→ **EXERCISE**: In the material below, start at the line containing "Tag verification: car rear" and stop after the line containing "[783, 380, 822, 416]". Reproduce those lines with "Find" substituted for "Locate" and nothing else changed.

→ **RECORDS FOR THE EXERCISE**:
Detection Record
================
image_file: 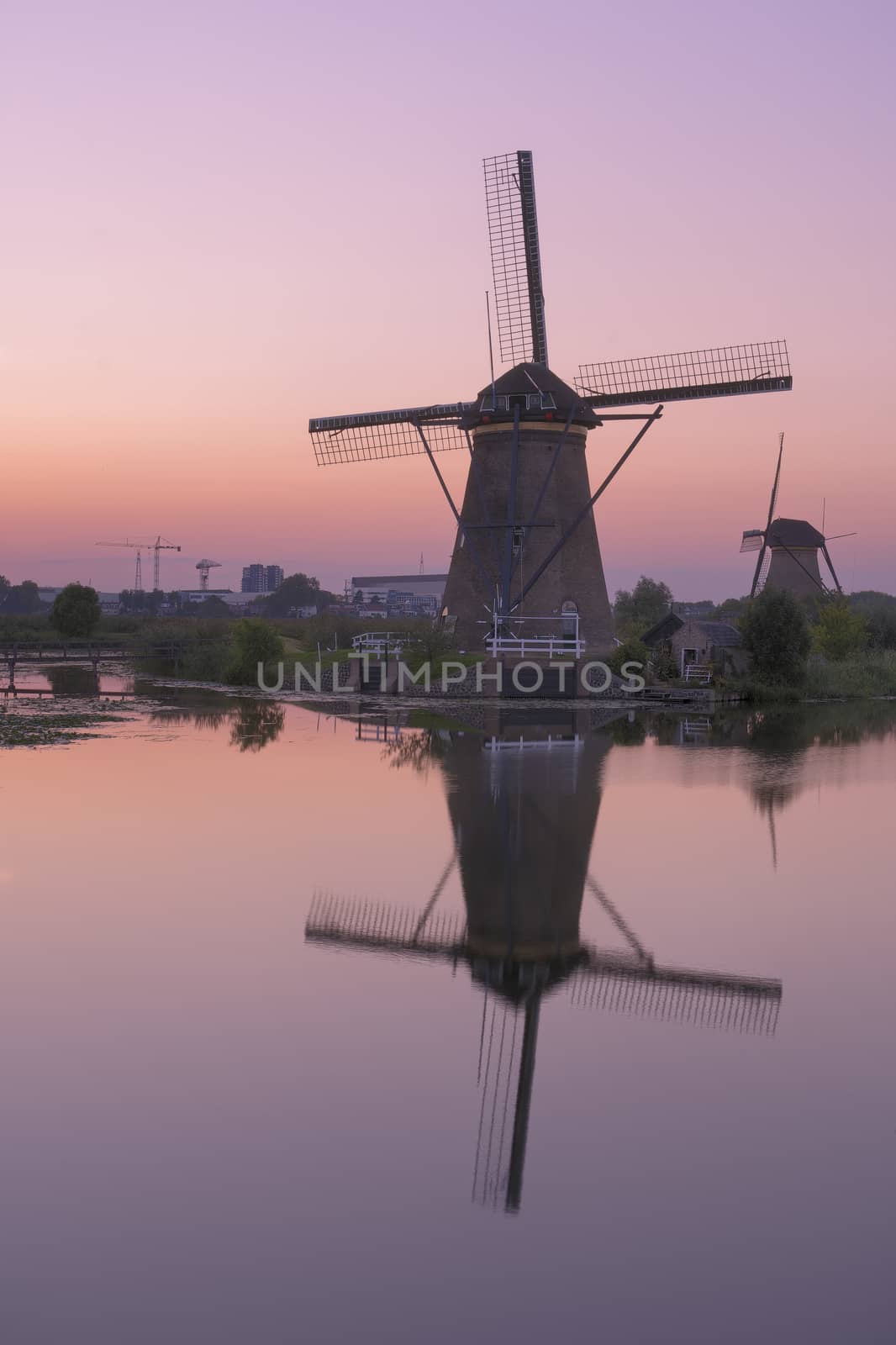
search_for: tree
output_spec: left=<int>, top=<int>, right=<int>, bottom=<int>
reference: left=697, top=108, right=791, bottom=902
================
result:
left=265, top=574, right=320, bottom=616
left=614, top=574, right=672, bottom=639
left=50, top=583, right=101, bottom=639
left=813, top=597, right=867, bottom=662
left=228, top=616, right=282, bottom=686
left=713, top=597, right=750, bottom=621
left=3, top=580, right=43, bottom=616
left=740, top=588, right=811, bottom=683
left=849, top=589, right=896, bottom=650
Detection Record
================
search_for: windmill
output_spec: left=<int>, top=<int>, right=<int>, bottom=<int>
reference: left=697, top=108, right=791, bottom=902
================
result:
left=305, top=710, right=782, bottom=1212
left=308, top=150, right=793, bottom=655
left=740, top=433, right=856, bottom=597
left=197, top=556, right=220, bottom=593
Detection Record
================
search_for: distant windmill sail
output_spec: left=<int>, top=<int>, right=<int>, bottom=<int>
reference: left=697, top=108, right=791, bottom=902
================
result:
left=740, top=433, right=854, bottom=597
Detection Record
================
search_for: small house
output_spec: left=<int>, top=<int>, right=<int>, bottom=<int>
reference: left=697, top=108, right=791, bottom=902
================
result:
left=641, top=612, right=750, bottom=677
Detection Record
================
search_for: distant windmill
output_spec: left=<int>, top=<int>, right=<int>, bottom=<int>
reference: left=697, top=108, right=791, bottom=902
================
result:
left=197, top=556, right=220, bottom=593
left=308, top=150, right=793, bottom=654
left=740, top=433, right=856, bottom=597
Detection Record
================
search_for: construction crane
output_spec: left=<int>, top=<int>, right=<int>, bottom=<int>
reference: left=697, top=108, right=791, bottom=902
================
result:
left=195, top=562, right=220, bottom=593
left=96, top=536, right=180, bottom=593
left=96, top=538, right=146, bottom=593
left=150, top=536, right=180, bottom=589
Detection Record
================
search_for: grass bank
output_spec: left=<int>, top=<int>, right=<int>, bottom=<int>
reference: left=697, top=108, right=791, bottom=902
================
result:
left=724, top=650, right=896, bottom=704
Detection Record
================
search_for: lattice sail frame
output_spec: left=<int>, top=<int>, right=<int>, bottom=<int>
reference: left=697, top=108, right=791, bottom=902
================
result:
left=308, top=402, right=475, bottom=467
left=483, top=150, right=547, bottom=365
left=576, top=340, right=793, bottom=406
left=305, top=892, right=782, bottom=1036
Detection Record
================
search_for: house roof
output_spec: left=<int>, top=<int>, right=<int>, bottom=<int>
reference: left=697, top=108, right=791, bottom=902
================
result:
left=766, top=518, right=825, bottom=547
left=640, top=612, right=685, bottom=648
left=640, top=612, right=743, bottom=648
left=696, top=621, right=744, bottom=648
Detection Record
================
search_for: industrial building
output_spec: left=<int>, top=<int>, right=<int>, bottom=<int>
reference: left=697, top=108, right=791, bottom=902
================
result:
left=347, top=574, right=448, bottom=616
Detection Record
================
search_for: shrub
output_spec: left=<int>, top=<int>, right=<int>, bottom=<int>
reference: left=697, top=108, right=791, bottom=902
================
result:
left=740, top=588, right=811, bottom=684
left=50, top=583, right=99, bottom=639
left=813, top=599, right=865, bottom=661
left=228, top=616, right=282, bottom=686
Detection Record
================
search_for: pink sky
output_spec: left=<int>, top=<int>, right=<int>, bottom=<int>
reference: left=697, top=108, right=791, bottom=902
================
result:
left=0, top=0, right=896, bottom=599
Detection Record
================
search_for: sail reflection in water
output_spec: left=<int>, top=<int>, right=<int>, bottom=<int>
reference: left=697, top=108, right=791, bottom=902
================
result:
left=305, top=709, right=782, bottom=1210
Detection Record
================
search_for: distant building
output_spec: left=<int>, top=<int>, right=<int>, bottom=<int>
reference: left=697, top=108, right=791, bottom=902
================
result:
left=641, top=612, right=750, bottom=677
left=672, top=599, right=716, bottom=620
left=240, top=565, right=282, bottom=593
left=180, top=589, right=269, bottom=612
left=350, top=574, right=448, bottom=616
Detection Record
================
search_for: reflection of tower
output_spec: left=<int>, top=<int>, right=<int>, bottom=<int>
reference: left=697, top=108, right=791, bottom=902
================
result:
left=444, top=710, right=609, bottom=979
left=305, top=709, right=780, bottom=1210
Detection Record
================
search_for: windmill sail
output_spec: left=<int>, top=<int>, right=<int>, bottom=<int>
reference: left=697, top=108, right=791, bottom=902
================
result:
left=576, top=340, right=793, bottom=408
left=740, top=430, right=784, bottom=597
left=308, top=402, right=475, bottom=467
left=483, top=150, right=547, bottom=365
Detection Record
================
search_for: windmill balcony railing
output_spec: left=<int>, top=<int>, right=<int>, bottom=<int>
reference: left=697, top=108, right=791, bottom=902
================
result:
left=486, top=612, right=585, bottom=659
left=486, top=635, right=585, bottom=659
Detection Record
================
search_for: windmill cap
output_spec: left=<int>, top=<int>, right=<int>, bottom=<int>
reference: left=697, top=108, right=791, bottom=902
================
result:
left=477, top=363, right=598, bottom=425
left=767, top=518, right=825, bottom=547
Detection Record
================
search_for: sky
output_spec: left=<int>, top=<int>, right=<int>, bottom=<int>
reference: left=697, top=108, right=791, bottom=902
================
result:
left=0, top=0, right=896, bottom=600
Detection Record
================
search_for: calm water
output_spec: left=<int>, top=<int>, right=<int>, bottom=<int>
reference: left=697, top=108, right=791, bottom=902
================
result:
left=0, top=693, right=896, bottom=1345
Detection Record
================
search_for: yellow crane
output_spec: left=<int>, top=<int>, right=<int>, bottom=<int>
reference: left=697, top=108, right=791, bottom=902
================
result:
left=96, top=535, right=180, bottom=593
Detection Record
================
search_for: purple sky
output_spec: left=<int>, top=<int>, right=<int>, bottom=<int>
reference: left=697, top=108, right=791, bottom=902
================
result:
left=0, top=0, right=896, bottom=597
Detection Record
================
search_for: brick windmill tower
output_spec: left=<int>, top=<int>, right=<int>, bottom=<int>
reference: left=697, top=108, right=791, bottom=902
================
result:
left=308, top=150, right=793, bottom=657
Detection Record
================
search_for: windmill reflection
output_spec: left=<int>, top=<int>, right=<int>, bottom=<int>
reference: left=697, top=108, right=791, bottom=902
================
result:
left=150, top=693, right=287, bottom=752
left=305, top=709, right=780, bottom=1210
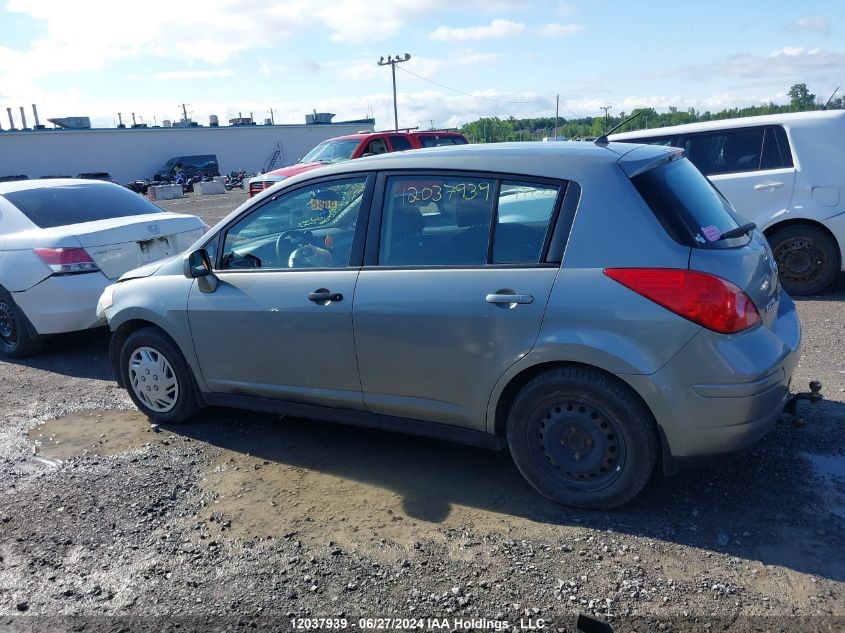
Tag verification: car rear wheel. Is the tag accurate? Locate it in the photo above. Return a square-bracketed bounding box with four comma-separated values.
[769, 224, 839, 296]
[120, 327, 200, 424]
[507, 367, 658, 509]
[0, 288, 44, 358]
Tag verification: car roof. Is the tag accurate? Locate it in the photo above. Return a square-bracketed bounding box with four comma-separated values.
[270, 142, 678, 184]
[322, 130, 463, 142]
[609, 110, 845, 141]
[0, 178, 120, 194]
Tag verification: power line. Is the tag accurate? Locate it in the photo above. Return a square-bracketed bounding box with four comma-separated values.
[399, 68, 545, 103]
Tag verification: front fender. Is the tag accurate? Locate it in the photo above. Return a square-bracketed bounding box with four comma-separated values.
[106, 275, 208, 392]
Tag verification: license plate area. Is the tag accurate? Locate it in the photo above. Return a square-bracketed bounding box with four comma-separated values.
[138, 236, 173, 264]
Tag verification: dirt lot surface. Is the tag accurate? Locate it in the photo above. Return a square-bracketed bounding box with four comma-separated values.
[0, 193, 845, 631]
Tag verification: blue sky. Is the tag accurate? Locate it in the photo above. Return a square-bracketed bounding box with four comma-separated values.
[0, 0, 845, 128]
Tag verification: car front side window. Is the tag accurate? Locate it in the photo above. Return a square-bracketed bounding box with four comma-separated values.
[220, 176, 367, 270]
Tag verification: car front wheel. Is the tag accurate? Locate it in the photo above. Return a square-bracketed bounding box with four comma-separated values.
[120, 327, 200, 424]
[507, 367, 658, 510]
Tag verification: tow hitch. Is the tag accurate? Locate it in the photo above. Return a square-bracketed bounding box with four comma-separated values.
[783, 380, 822, 416]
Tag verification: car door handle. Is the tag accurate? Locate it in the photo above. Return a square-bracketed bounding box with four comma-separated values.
[308, 290, 343, 303]
[487, 293, 534, 303]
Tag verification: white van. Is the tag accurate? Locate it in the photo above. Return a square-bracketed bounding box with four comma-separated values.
[610, 110, 845, 295]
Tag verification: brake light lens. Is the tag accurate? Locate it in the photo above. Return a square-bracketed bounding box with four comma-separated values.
[604, 268, 760, 334]
[33, 248, 100, 274]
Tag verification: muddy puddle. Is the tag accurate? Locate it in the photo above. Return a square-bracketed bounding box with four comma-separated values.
[29, 411, 163, 460]
[29, 410, 580, 555]
[190, 418, 572, 548]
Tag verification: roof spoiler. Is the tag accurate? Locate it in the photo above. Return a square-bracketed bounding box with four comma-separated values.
[593, 111, 642, 147]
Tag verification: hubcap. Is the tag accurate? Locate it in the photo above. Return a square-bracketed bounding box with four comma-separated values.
[129, 347, 179, 413]
[774, 237, 827, 283]
[538, 400, 625, 490]
[0, 301, 18, 345]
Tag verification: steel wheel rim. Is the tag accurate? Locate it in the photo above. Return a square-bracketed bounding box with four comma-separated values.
[0, 301, 18, 345]
[774, 237, 827, 283]
[129, 347, 179, 413]
[534, 398, 626, 492]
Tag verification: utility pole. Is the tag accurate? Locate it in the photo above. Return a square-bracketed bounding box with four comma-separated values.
[601, 106, 613, 132]
[377, 53, 411, 132]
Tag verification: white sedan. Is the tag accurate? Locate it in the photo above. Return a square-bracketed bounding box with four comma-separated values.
[0, 179, 208, 357]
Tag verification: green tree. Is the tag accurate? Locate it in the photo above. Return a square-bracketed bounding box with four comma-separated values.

→ **WORKED SOLUTION**:
Tag verification: car rear wheel. Is the tag accurate? Find it in the photo above. Return a square-bracketed bounding box with four comma-separated values.
[769, 224, 839, 296]
[120, 327, 200, 424]
[507, 367, 658, 509]
[0, 288, 44, 358]
Tag verification: car roof. Is the tag accurate? Find it in the photo above. Return a square-bracketed bounding box with four comma-separated values.
[270, 142, 678, 184]
[322, 130, 463, 142]
[609, 110, 845, 141]
[0, 178, 120, 194]
Tag verification: power line. Is the tag accurate? Find it in the photo above. Return a square-bracketed bounding box with four comma-separated values.
[399, 68, 545, 103]
Tag verification: front fender. Is the tag accurate? Find it in the photo above. Return a square-bracketed bounding box with four comma-separated values.
[106, 275, 208, 392]
Tag verification: license plate area. Is the tag accurate? Find it in the photo above. Return a square-bracketed bounding box with four comma-separated values.
[138, 236, 173, 264]
Tag verification: dirt lot surface. Is the tag accurate? Find it in the photo above. Return a square-bracketed bounding box with four comma-separated values.
[0, 193, 845, 631]
Tag verification: blue sky. Is the tag accurate? Find it in the photo above. Return a square-bracketed bounding box with four comma-separated values.
[0, 0, 845, 128]
Tag verification: car front side window. Is the tag accurate? Find it in the photo above. Return a square-bracketed bounding box with four comma-separated values.
[220, 176, 367, 270]
Tag verification: car front wheel. Is the tag accurate? Find it in the photo above. Return a square-bracketed bounding box with four comma-separated values.
[120, 327, 200, 424]
[507, 367, 658, 510]
Tag verification: tow hitch. Is the tag accurate? Find it in the photo above. Return a square-bracketed bounding box with four comma-separated values.
[783, 380, 822, 416]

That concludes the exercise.